Things to do:
(1) Reproduce a passage from the portfolio assignment excerpt word for word, beginning with "then the professor" and ending after "the DJIA Index.".
(2) According to the portfolio assignment excerpt, what can the distribution obtained by simulating many 12-month returns be used to calculate?

Page excerpt:
::::
For each month selected, the returns of all four stocks are used, so that “good” and “bad” months will
be “good” or “bad” for all four stocks.
By simulating many 12-month returns, one can obtain a distribution of future performance on the four
stocks together.
This distribution can be used to calculate the risk of any portfolio.
then the professor thought that optimization could be used to select the proportions of the various
issues to be included in the portfolio
Assignment: Provide a quick rundown of the issues that the professor face while
creating his portfolio. Discuss what your goals and objective would be if you were
creating this portfolio, how can you “add value”. Think about issues such as efficiency,
risk-return, and how to add value. Include a recommendation of a portfolio make-up
(weights, or even suggestions of other stocks).
1. Estimate and compare the monthly returns and variability (standard deviation)
of each stock with that of the DJIA Index.
::::
Given information:
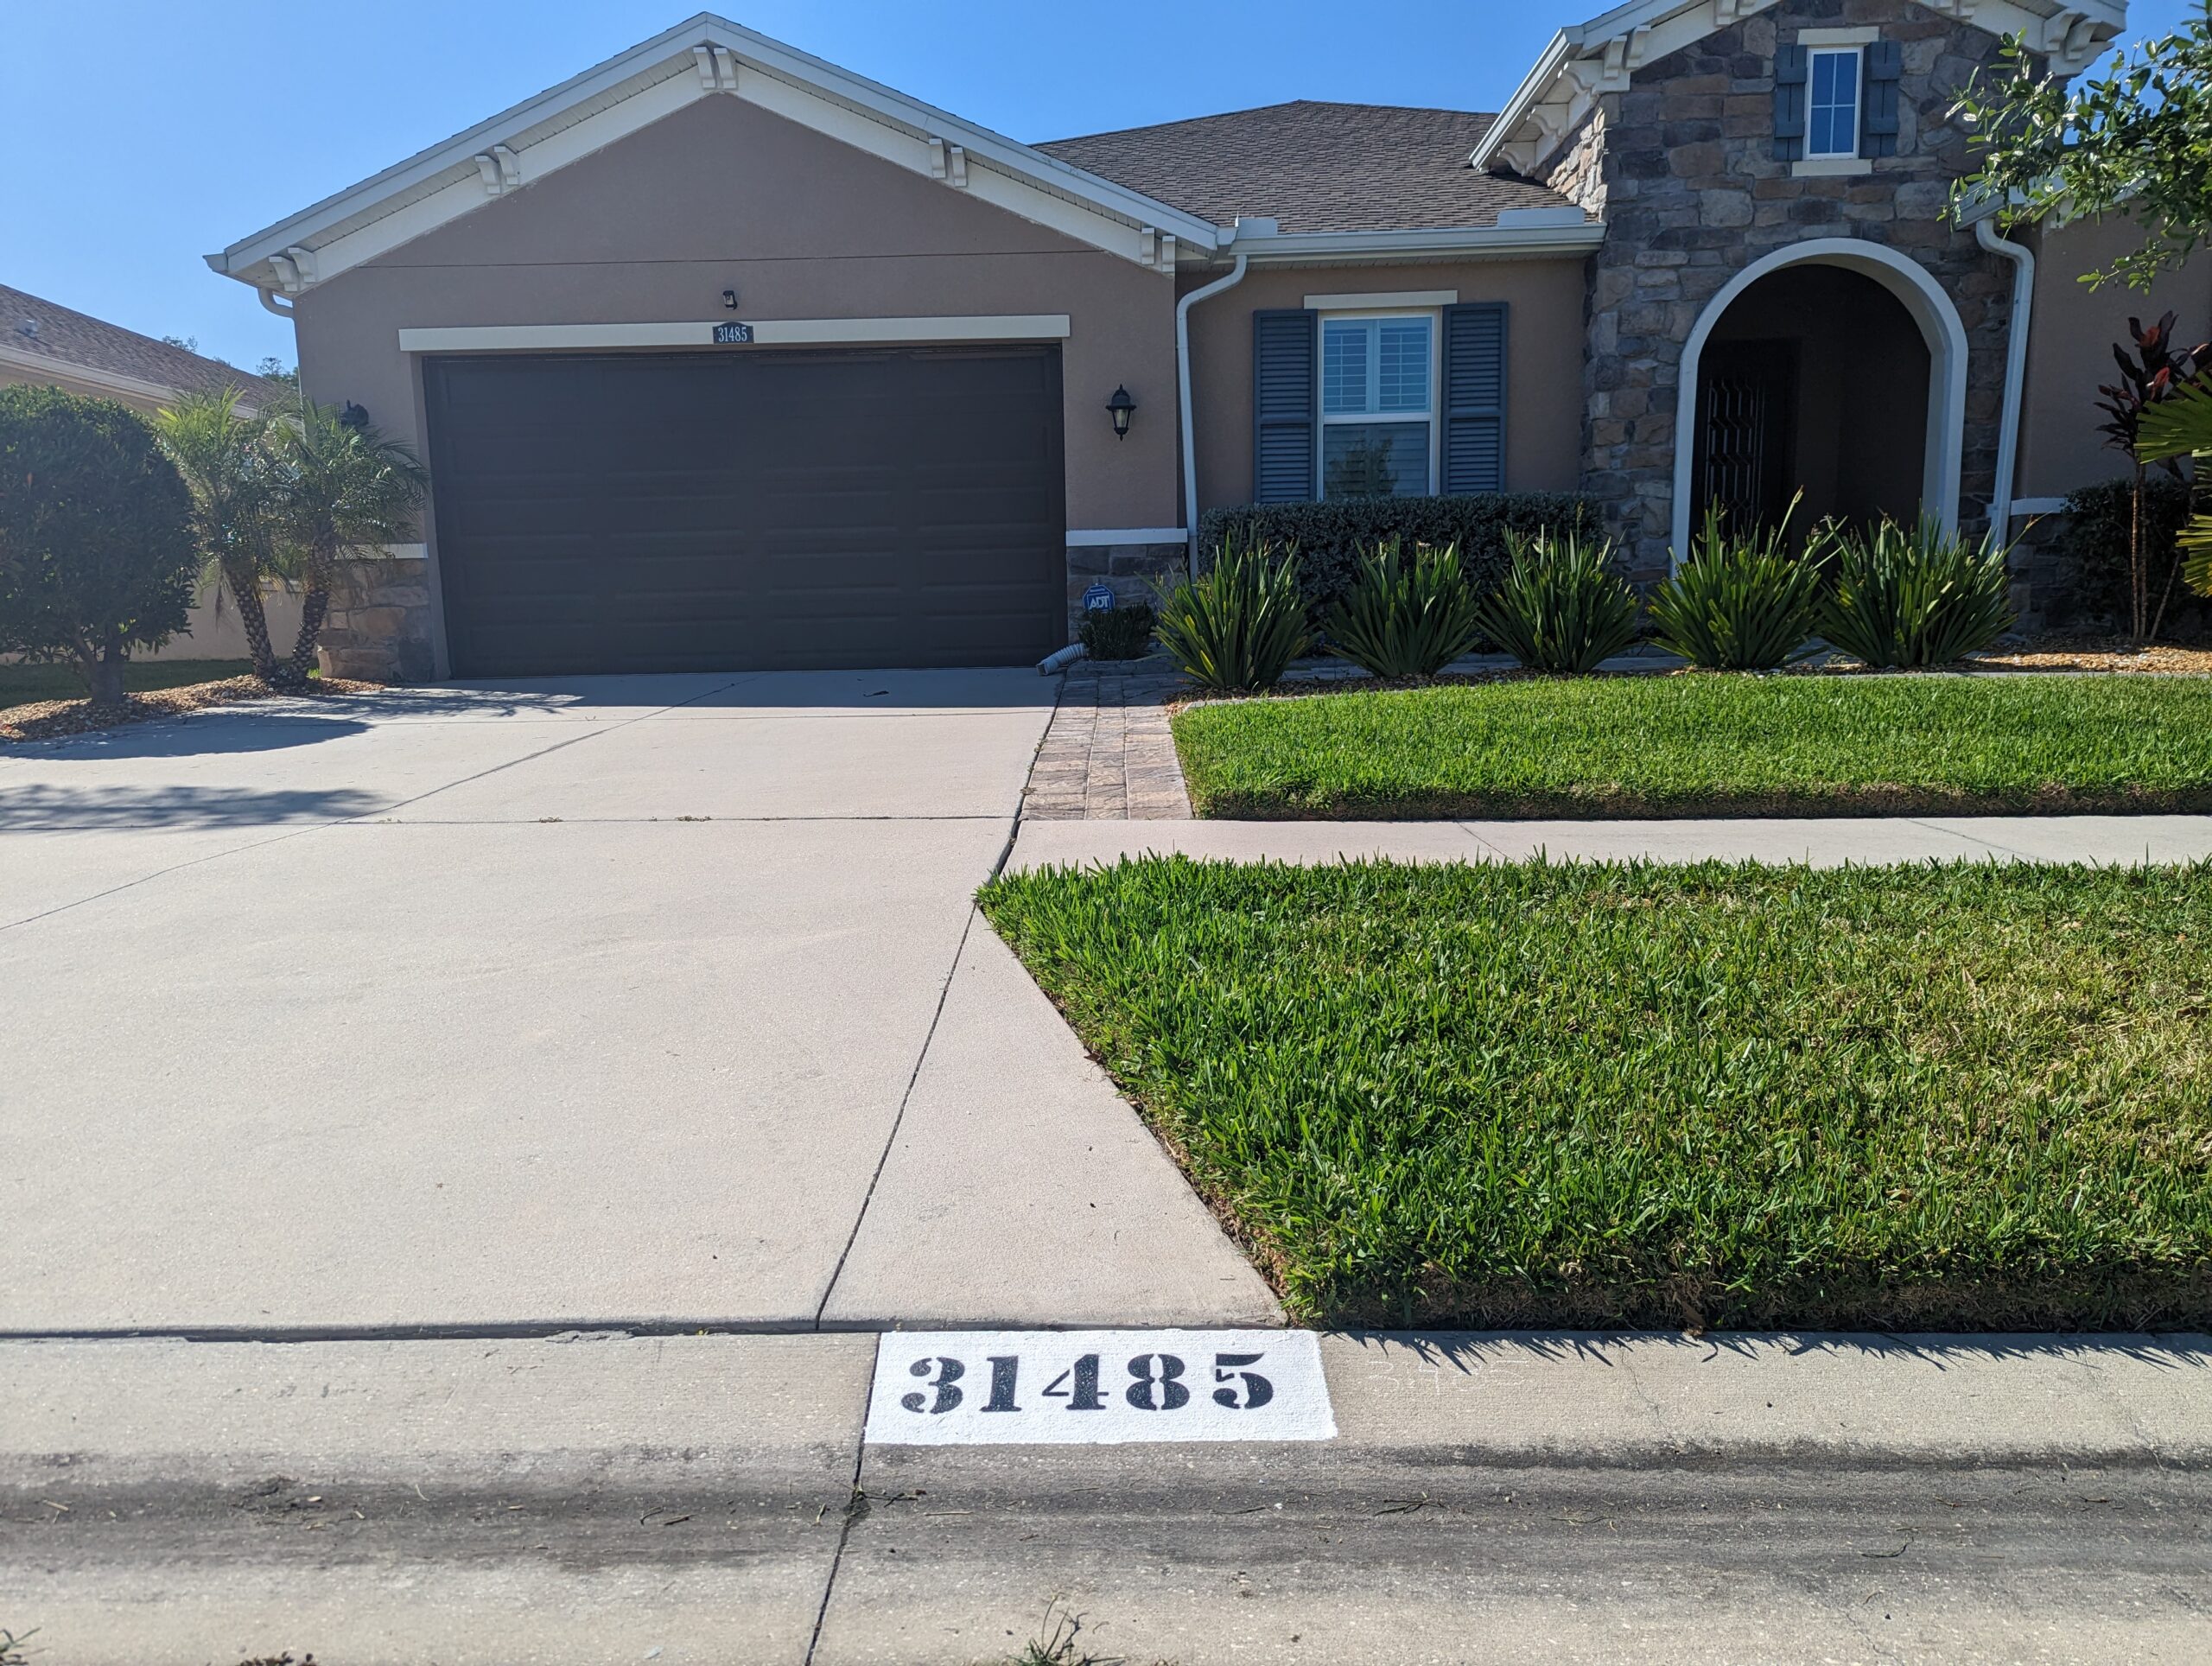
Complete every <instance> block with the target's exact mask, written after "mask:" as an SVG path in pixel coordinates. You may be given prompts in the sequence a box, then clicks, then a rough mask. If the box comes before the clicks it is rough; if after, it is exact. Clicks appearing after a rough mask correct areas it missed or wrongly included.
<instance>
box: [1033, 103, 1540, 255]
::::
Answers provided:
(1)
then the professor thought that optimization could be used to select the proportions of the various
issues to be included in the portfolio
Assignment: Provide a quick rundown of the issues that the professor face while
creating his portfolio. Discuss what your goals and objective would be if you were
creating this portfolio, how can you “add value”. Think about issues such as efficiency,
risk-return, and how to add value. Include a recommendation of a portfolio make-up
(weights, or even suggestions of other stocks).
1. Estimate and compare the monthly returns and variability (standard deviation)
of each stock with that of the DJIA Index.

(2) The risk of any portfolio.